Exercices à faire:
A. Résume en deux phrases le texte sur Andy Schleck et Alberto.
B. Recopie le passage du texte sur Andy Schleck et Alberto compris entre « Ah ! L’André » et « toboggan de l’Aquaboulevard. », bornes incluses.

Texte fourni:
★ ★ ★

LE DÉRAILLEUR EN FLANELLE
20.7.10
Suite à un énième rebondissement, El Pistolero retrouve son beau maillot jaune dans un concert de ouin ouin. Andy Schleck, coupé net dans son attaque par un saut de chaîne, l’a amer. Il n’est plus le copain d’Alberto, coupable d’être parti jouer sans lui.
Ah ! L’André ! Le Ber ! La grande asperge et le pois sauteur ! L’été que nous font passer ces deux galopins ! Avant ce lundi 19, 16h44, tout souriait à leur amitié naissante. De force égale, seules stars du Tour depuis le râteau d’Armstrong dans les Alpes, ils traversaient l’épreuve, insolents, avec la facilité de gamins jouant à chat. Loin des bassesses de la vie d’adulte et sans conscience du danger, ils franchissaient les cols comme on plonge dans le toboggan de l’Aquaboulevard.

★ ★ ★

Données fournies:
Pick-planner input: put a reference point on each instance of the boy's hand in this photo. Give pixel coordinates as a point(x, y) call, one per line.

★ ★ ★

Réponses:
A. Après un nouveau rebondissement, El Pistolero reprend son maillot jaune, tandis qu'Andy Schleck, arrêté net dans son attaque par un saut de chaîne, en veut à Alberto d'être parti sans lui. Avant le lundi 19 à 16h44, ces deux galopins, seules stars du Tour depuis le râteau d'Armstrong dans les Alpes, traversaient l'épreuve avec facilité et voyaient naître leur amitié.

B.
Ah ! L’André ! Le Ber ! La grande asperge et le pois sauteur ! L’été que nous font passer ces deux galopins ! Avant ce lundi 19, 16h44, tout souriait à leur amitié naissante. De force égale, seules stars du Tour depuis le râteau d’Armstrong dans les Alpes, ils traversaient l’épreuve, insolents, avec la facilité de gamins jouant à chat. Loin des bassesses de la vie d’adulte et sans conscience du danger, ils franchissaient les cols comme on plonge dans le toboggan de l’Aquaboulevard.